*What to do*.
• a. In the Terminator: Salvation review, which two things does Kyle say his dad couldn't fix?
• b. Carry on the Terminator: Salvation review from its last sentence.

Terminal Illness
Bless me, readers, for I have sinned. It’s been a month since my last confession. Over a month, actually, but what a busy, busy month it’s been. I’m still chewing over my Cannes 2009 experience- the meat of it still churning slowly through my digestive tract. In the meantime, over the long weekend, I watched Terminator: Salvation and could only conclude my viewing with a single thought: when did John Connor become a complete and monstrous prick?
I will spoil just about everything that can be spoiled in my… let’s call it “analysis” below, so reader beware!
First things first. The future promised by The Terminator and Terminator 2 is not the future of Salvation. Sure, on the surface, both sets of humanity had been bombed back to the Stone Age but whereas, in the slight glimpses offered by the earlier films, humanity was living the desperate existence of a beast, the humanity of the realized future has jets, helicopters, and nuclear submarines. Are they desperate? Yeah. But it’s not the same sort of clawing feverishly at death, huddled by the fire, afraid of the dark sort of desperate I was expecting.
Aside #1: on the subject of fires, why must every bombed out urban location have a complement of untended, undying fires? What is this unquenchable fuel and why can’t we harness it as a power source? Who is tending these fires? And what the devil for?
Thrown into this not-quite-as-nightmarish-as-expected firestorm is a guy from the past. Don’t ask me why- it’s never explained in any way that makes any sort of sense- and he quickly finds himself in the middle of things, meeting up with the not-yet-portrayed-by-Michael-Biehn Kyle Reese. For the record, Kyle Reese’s father is a ponce. I know this because Kyle tells dude that his dad couldn’t fix the radio. A minute later, dude fixes the radio. The next morning, Kyle says his dad couldn’t fix the car. A minute later, dude fixes the car. Either Kyle’s dad was an idiot or this guy is McGyver and since this guy looks nothing like Richard Dean Anderson, I can only conclude that the senior Mr. Reese was a ponce. Case closed.

*Information supplied*.
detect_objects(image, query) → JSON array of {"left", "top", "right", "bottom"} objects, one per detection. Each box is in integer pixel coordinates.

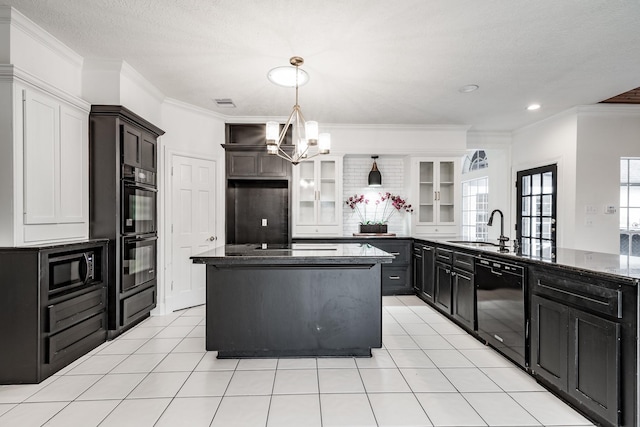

*Expected responses*.
• a. The radio and the car.

• b.
Aside #2: as much as humanity is living in armageddon, they don’t seem to lack for fuel. The car that dude fixes seemingly has a full tank of unleaded and a juiced up battery. Nobody lacks for getting around the landscape – our not-so-dynamic duo later run into some hobos with a full tanker truck – which might explain why, in this future, neither Lord Humongous nor Master Blaster rose to prominence.
In the meantime, John Connor is brooding. Oh, that brooding brooder. He knows the machines are after him. The machines know that he knows they’re after him. And he knows that the machines know. And we know. And if we didn’t know, the film is eager to tell us, over and over and over again. Clearly both the machines and Mr. Connor subscribe to the Great Man theory of history because they are both obsessed with little else but the destruction of John Connor. Connor, at this point, isn’t even the technical leader of the resistance, even though he’s the only one with a radio talk show and can put the kibosh on a nuclear strike with the merest of winks, a nod, and a throaty chirp. Yet tapes of mom and some nefarious machine database must have convinced both sides, though not, interestingly, high commander Michael Ironsides, that Connor is the heart of the resistance (remember this reference for later).
It was inevitable that our dude from the past and Connor would meet up and they do, but not before young Reese is hustled off to Skynet City (nobody gets in to see Skynet! Not nobody, not no how!) and not before we all find out that dude is a machine. A machine with a heart of gold. No, a machine with the heart of a man, and the brain of a man, but the rest of a machine. They don’t mention his nethers. I don’t ask.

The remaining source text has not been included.